Task statement: Please output the section of the listing below that opens with the line containing "89L611 87V36L562 28ZM542" and closes with the line containing "positive clicks: (467, 86)", exactly and with nothing else.

[Data extracts Boundary: Start]

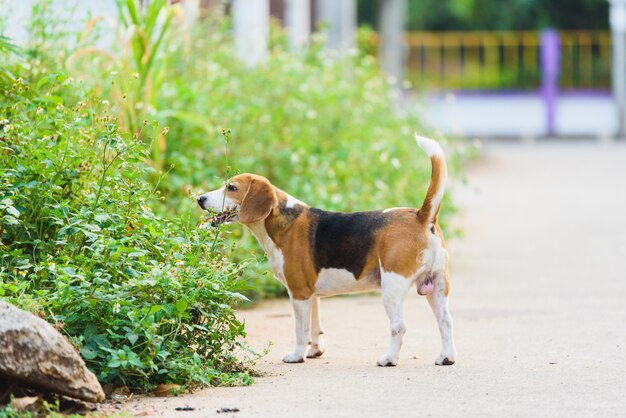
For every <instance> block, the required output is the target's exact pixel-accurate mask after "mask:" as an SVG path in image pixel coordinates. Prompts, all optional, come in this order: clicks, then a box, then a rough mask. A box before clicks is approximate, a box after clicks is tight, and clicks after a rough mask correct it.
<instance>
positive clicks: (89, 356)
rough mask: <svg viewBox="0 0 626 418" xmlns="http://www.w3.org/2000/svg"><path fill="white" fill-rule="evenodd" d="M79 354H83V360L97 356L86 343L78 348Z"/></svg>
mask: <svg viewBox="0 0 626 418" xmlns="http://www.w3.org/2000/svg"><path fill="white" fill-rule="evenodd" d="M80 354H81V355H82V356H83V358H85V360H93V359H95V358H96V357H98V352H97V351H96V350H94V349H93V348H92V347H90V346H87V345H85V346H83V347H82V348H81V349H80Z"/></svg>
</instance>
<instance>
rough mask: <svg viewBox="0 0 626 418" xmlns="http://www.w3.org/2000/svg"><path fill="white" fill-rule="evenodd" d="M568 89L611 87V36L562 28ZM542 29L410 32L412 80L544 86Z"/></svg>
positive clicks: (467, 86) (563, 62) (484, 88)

[Data extracts Boundary: End]
[Data extracts Boundary: Start]

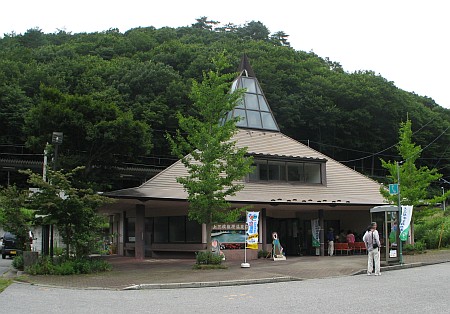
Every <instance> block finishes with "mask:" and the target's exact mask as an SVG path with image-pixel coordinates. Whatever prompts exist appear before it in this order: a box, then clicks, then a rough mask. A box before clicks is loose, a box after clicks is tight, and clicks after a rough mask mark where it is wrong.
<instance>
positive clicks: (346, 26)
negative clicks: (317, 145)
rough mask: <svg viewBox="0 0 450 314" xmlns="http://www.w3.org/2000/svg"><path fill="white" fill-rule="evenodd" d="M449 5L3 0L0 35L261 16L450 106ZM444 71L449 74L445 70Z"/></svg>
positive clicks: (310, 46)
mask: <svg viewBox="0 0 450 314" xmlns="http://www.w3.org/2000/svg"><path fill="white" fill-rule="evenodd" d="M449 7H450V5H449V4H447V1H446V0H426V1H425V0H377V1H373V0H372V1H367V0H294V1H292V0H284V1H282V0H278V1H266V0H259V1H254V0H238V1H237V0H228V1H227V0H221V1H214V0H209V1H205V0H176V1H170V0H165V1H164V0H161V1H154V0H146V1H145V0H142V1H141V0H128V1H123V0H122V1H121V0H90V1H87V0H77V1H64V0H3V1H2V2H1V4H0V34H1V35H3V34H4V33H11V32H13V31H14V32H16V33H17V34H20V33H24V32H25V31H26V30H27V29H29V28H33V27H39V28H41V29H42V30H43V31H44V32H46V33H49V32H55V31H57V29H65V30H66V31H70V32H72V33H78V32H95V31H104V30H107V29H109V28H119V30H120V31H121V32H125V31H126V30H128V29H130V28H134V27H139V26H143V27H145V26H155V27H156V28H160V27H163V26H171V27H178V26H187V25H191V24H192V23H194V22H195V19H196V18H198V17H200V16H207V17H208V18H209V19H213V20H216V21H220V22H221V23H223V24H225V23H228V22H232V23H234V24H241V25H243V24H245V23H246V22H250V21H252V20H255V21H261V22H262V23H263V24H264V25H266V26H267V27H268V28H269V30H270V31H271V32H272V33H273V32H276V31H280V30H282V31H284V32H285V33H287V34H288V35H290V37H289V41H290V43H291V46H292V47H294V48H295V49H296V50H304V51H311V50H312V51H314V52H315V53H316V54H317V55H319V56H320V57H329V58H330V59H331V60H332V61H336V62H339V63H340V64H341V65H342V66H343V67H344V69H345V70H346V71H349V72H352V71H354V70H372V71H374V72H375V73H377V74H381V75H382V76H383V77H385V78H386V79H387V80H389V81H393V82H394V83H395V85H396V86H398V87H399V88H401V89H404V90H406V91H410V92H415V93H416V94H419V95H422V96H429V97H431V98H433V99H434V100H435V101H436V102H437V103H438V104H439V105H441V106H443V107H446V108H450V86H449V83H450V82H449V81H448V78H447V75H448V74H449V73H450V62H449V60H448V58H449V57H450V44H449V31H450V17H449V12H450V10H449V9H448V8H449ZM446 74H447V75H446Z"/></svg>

[Data extracts Boundary: End]
[Data extracts Boundary: Start]

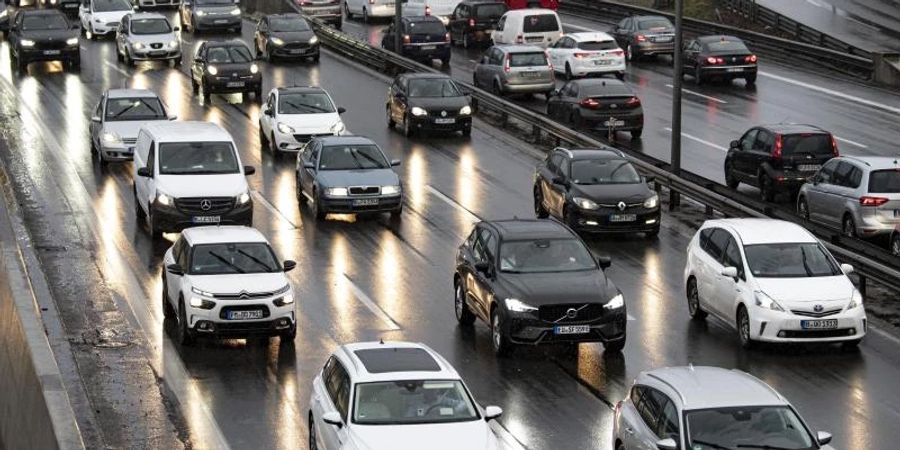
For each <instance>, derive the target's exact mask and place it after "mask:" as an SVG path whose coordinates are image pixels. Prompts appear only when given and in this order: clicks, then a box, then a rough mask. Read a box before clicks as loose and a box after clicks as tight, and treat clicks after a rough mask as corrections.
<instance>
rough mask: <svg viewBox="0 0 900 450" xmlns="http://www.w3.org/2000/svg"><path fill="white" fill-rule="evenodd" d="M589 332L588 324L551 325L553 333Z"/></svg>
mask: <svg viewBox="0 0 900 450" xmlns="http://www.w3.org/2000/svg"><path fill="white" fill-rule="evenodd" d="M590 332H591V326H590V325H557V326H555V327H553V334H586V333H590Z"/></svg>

[Data extracts Boundary: End]

Written solution:
rough mask: <svg viewBox="0 0 626 418" xmlns="http://www.w3.org/2000/svg"><path fill="white" fill-rule="evenodd" d="M568 89L611 87V36L562 28ZM542 29L410 32L412 80L544 86Z"/></svg>
positive clicks: (467, 86) (563, 62) (484, 88)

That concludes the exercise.